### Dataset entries

----------------------------------------

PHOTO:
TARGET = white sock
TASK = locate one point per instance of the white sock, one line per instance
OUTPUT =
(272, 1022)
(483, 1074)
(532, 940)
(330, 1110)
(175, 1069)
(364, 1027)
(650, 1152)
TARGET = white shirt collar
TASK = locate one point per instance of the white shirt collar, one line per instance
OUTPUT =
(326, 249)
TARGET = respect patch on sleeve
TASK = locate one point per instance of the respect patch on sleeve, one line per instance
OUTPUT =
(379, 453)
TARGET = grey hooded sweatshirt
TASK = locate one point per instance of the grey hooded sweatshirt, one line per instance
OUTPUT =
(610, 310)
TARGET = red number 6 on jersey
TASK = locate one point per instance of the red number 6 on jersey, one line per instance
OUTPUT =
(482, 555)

----------------------------------------

### Task requirements
Would you set down all of the entries again, word for word?

### Task output
PHOTO:
TARGET = white sock
TASK = locate one point per instance of the white sock, one line per instance
OUTPUT =
(272, 1022)
(483, 1074)
(532, 940)
(330, 1110)
(175, 1069)
(364, 1027)
(650, 1152)
TARGET = white shirt collar
TASK = locate one point per instance of the white shirt collar, one line per instance
OUTPUT =
(326, 249)
TARGET = respect patch on sleeve
TASK = locate one point per instance of the respect patch on sleeve, one line per instance
OUTPUT =
(379, 453)
TARGET = grey hooded sweatshirt
TASK = locate one point per instance of the grey hooded sweatshirt, one line per instance
OUTPUT =
(610, 310)
TARGET = red number 6 on jersey
TASK = locate one point per instance of the red number 6 on jersey, one line per instance
OUTPUT =
(482, 555)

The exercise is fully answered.